Point placement data
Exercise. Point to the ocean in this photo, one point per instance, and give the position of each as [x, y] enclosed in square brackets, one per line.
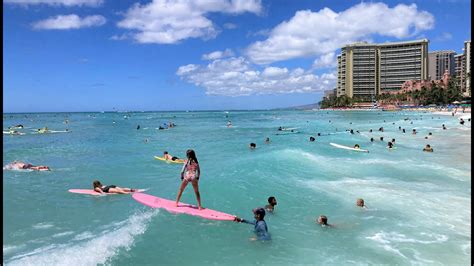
[418, 203]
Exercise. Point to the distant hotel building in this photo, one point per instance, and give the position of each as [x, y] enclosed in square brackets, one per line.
[463, 67]
[467, 66]
[459, 61]
[366, 70]
[329, 93]
[439, 62]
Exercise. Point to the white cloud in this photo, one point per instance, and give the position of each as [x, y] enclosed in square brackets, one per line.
[166, 21]
[218, 55]
[92, 3]
[65, 22]
[230, 26]
[119, 37]
[325, 61]
[310, 33]
[236, 76]
[445, 36]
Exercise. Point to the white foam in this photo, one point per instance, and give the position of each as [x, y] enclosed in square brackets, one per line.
[92, 252]
[63, 234]
[390, 241]
[43, 226]
[9, 248]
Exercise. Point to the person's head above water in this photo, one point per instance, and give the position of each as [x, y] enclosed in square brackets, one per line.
[191, 155]
[259, 213]
[272, 201]
[323, 220]
[96, 183]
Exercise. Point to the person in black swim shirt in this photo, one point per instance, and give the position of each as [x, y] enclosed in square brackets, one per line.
[323, 221]
[271, 204]
[261, 229]
[98, 187]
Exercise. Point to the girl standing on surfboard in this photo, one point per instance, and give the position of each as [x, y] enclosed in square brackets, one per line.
[190, 173]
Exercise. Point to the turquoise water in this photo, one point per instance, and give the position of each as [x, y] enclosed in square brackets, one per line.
[418, 203]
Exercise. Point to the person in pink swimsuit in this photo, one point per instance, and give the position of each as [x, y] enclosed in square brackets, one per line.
[190, 174]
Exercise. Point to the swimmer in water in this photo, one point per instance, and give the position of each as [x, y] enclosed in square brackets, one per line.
[271, 204]
[428, 148]
[323, 221]
[260, 229]
[390, 145]
[98, 187]
[168, 157]
[361, 203]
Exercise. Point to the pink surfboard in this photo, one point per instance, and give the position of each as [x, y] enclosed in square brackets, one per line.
[94, 193]
[169, 205]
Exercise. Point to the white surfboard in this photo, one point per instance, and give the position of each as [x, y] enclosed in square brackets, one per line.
[347, 148]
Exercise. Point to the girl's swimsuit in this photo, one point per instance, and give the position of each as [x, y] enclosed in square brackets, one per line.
[106, 188]
[190, 171]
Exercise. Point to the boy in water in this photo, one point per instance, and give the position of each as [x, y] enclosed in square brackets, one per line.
[261, 229]
[271, 204]
[323, 221]
[168, 157]
[428, 148]
[361, 203]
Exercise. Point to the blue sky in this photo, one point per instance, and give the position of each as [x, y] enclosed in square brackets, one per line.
[100, 55]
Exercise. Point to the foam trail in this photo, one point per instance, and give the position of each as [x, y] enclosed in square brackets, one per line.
[93, 252]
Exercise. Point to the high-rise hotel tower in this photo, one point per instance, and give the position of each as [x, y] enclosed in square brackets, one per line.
[366, 70]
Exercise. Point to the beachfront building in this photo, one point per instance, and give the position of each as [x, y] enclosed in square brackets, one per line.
[410, 86]
[459, 61]
[366, 70]
[439, 62]
[329, 93]
[467, 66]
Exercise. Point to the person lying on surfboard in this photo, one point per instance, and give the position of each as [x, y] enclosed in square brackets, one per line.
[261, 229]
[168, 157]
[98, 187]
[17, 165]
[190, 174]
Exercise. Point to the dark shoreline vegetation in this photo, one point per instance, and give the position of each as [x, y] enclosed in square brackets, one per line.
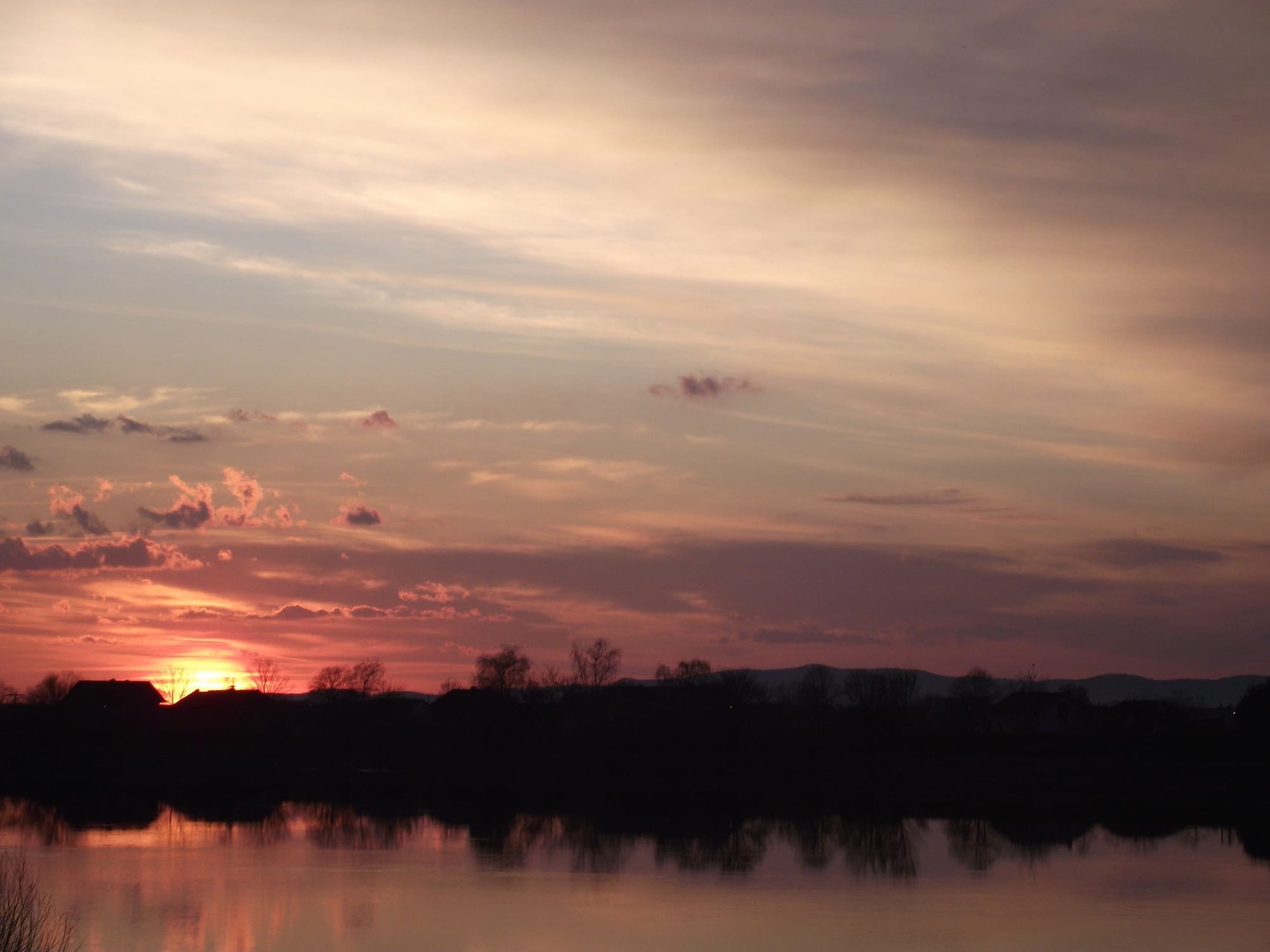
[686, 743]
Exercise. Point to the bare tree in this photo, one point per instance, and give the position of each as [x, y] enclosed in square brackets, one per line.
[267, 677]
[502, 671]
[368, 677]
[333, 677]
[173, 684]
[29, 921]
[596, 664]
[51, 689]
[817, 690]
[883, 691]
[976, 690]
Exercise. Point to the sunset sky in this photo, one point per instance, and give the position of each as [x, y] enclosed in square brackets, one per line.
[867, 333]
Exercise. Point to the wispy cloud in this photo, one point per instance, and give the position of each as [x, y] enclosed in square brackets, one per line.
[937, 497]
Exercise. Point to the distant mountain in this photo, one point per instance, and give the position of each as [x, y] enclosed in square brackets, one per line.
[1103, 689]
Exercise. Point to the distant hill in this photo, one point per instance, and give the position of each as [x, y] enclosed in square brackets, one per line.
[1103, 689]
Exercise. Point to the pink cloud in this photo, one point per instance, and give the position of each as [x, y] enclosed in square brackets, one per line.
[358, 515]
[135, 553]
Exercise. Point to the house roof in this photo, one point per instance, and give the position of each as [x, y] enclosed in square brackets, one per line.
[114, 694]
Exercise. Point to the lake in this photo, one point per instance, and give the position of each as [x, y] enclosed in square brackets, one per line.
[302, 878]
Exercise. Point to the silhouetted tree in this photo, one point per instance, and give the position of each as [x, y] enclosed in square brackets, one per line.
[368, 677]
[596, 664]
[504, 671]
[29, 921]
[1029, 681]
[886, 691]
[173, 684]
[333, 677]
[51, 689]
[1253, 714]
[269, 678]
[686, 672]
[817, 690]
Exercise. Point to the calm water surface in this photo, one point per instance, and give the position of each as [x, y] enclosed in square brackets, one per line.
[308, 878]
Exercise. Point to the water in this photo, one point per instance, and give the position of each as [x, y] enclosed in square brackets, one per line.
[308, 878]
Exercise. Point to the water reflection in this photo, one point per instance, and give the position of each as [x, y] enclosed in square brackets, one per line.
[888, 849]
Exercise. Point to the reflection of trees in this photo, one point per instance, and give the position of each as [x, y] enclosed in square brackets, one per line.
[813, 838]
[45, 822]
[975, 843]
[732, 849]
[886, 849]
[882, 849]
[506, 842]
[338, 827]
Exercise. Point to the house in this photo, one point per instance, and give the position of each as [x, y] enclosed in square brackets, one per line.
[112, 696]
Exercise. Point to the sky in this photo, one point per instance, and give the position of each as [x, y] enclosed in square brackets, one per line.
[862, 333]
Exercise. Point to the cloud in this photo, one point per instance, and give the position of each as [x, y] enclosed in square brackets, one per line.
[693, 387]
[84, 423]
[434, 592]
[808, 635]
[358, 515]
[135, 553]
[239, 416]
[13, 459]
[938, 497]
[173, 435]
[68, 505]
[192, 508]
[379, 420]
[105, 488]
[195, 507]
[129, 426]
[248, 492]
[297, 612]
[1141, 554]
[182, 435]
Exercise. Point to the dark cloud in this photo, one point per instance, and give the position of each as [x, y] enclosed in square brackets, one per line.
[358, 515]
[937, 497]
[1142, 554]
[379, 420]
[184, 515]
[693, 387]
[86, 423]
[134, 553]
[239, 416]
[87, 521]
[13, 459]
[182, 435]
[173, 435]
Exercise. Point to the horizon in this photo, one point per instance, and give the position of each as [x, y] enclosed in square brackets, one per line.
[904, 338]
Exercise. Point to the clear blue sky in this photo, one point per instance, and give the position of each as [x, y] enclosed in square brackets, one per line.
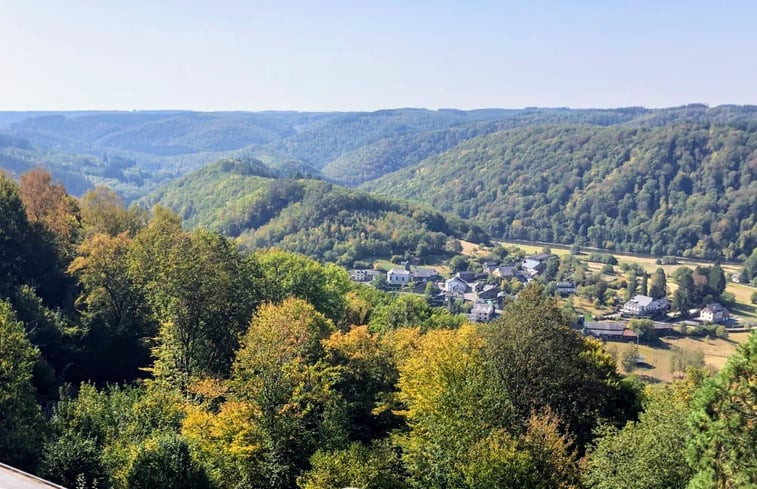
[356, 55]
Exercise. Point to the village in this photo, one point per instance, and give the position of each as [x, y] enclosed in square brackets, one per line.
[482, 293]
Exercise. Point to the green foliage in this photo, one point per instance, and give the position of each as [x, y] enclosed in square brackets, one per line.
[286, 274]
[723, 447]
[644, 328]
[542, 363]
[96, 433]
[20, 420]
[406, 310]
[608, 187]
[628, 359]
[369, 467]
[165, 462]
[684, 359]
[659, 286]
[202, 293]
[453, 402]
[649, 453]
[310, 217]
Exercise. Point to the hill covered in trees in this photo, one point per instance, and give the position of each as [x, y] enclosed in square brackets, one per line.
[138, 354]
[683, 188]
[245, 199]
[135, 152]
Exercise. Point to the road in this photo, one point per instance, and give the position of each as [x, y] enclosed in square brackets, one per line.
[11, 479]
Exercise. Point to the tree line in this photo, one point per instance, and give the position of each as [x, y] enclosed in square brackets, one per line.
[137, 354]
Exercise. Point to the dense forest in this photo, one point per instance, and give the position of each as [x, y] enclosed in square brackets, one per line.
[677, 189]
[245, 199]
[137, 354]
[136, 152]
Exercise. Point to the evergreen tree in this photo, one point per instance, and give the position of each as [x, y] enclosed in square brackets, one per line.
[723, 420]
[20, 420]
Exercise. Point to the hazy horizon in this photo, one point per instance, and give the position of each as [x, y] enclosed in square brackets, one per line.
[337, 56]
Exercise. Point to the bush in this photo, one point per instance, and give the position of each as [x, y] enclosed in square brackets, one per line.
[603, 258]
[166, 462]
[628, 359]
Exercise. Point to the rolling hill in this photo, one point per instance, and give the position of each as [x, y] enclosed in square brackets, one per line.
[252, 202]
[688, 188]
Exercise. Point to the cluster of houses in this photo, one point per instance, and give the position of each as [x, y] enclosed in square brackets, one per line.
[648, 307]
[641, 306]
[487, 299]
[619, 331]
[467, 286]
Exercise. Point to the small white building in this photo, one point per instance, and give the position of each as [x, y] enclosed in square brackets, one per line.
[482, 312]
[714, 313]
[398, 276]
[642, 305]
[456, 284]
[566, 288]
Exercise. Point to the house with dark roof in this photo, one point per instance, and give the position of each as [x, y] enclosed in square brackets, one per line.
[363, 275]
[645, 306]
[456, 284]
[505, 272]
[486, 292]
[425, 274]
[714, 313]
[466, 276]
[398, 276]
[608, 331]
[482, 312]
[566, 288]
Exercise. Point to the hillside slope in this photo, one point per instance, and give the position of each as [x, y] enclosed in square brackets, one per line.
[677, 189]
[246, 200]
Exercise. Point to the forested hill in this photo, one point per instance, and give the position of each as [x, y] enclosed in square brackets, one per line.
[685, 188]
[246, 200]
[390, 154]
[136, 152]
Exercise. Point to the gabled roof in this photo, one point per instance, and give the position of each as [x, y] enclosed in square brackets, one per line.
[641, 300]
[482, 307]
[399, 271]
[715, 307]
[539, 257]
[425, 272]
[605, 326]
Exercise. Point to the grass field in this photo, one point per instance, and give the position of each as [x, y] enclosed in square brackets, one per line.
[659, 357]
[744, 308]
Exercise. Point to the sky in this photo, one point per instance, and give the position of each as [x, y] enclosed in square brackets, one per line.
[361, 55]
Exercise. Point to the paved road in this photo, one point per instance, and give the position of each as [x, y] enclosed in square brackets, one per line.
[10, 479]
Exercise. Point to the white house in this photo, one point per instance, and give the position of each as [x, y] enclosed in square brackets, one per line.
[566, 288]
[714, 313]
[456, 284]
[481, 312]
[642, 305]
[398, 276]
[532, 266]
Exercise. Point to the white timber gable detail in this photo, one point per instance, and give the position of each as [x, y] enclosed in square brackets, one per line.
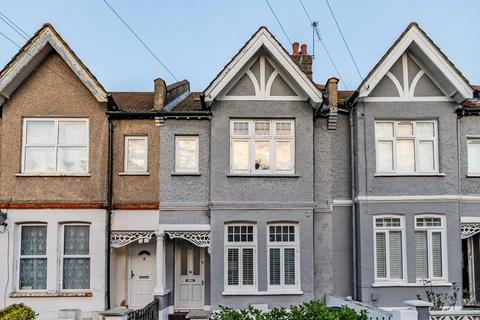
[265, 71]
[415, 62]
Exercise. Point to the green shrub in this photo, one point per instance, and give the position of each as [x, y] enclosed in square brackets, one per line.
[17, 312]
[312, 310]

SHORT EXERCISE: Rewrite the data from the line containing "Exercise. Point to the paved" through the end, inclusive, replacing "green shrub" with "leafy bush" and changing nothing else. Leave the pictures out of your answer.

COMPLETE OUTPUT:
Exercise. Point to the paved road in this photo, one point per instance, and give the position of each as [x, y] enclosed in square brackets, one per line.
[10, 479]
Exercise. Point to the white house in this photo, one point per instance, and give the position of each as [x, y] enclosed in square brackets, one per line.
[566, 288]
[714, 313]
[456, 284]
[481, 312]
[642, 305]
[398, 276]
[532, 266]
Exercise. Point to the white timber gable detail in this photo, one point per instance, and give the position of each as [x, y] enclosed in square brackets, one per line.
[265, 71]
[415, 62]
Exercise. Point to the leafy bush in this photo, one point per instance, and give the position of each as [x, y] enclosed in square brackets, one per line.
[17, 312]
[312, 310]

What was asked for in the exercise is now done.